### Assigned task
Each line of the material holding the word "above" must be identified and copied.

### Exercise materials

■ ■ ■ ■ ■ ■ ■

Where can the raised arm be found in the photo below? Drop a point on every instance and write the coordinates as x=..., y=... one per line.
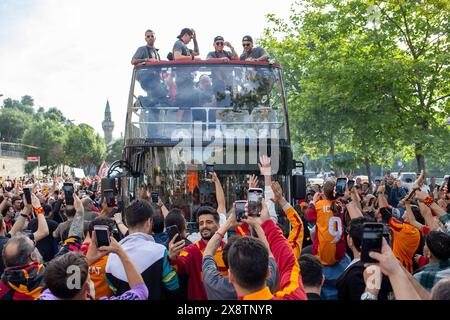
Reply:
x=220, y=195
x=265, y=168
x=390, y=266
x=76, y=228
x=295, y=238
x=19, y=225
x=42, y=230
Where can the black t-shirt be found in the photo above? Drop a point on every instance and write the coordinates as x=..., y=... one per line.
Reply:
x=46, y=246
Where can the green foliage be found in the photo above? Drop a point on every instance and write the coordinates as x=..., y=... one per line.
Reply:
x=56, y=139
x=13, y=123
x=83, y=147
x=114, y=151
x=48, y=137
x=365, y=79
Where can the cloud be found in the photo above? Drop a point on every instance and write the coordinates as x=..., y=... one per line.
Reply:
x=76, y=54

■ ■ ■ ■ ■ ■ ■

### Solution
Where can the black t-shirt be found in the photo above? Drop a point on every instance and write the coordinates as x=..., y=... one per line.
Where can the green foliage be found in the photo above? Drop a point on every instance and write the coordinates as x=..., y=... one per line.
Where can the cloud be found in the photo above? Drop a point on every instance and write the coordinates as x=..., y=... one per line.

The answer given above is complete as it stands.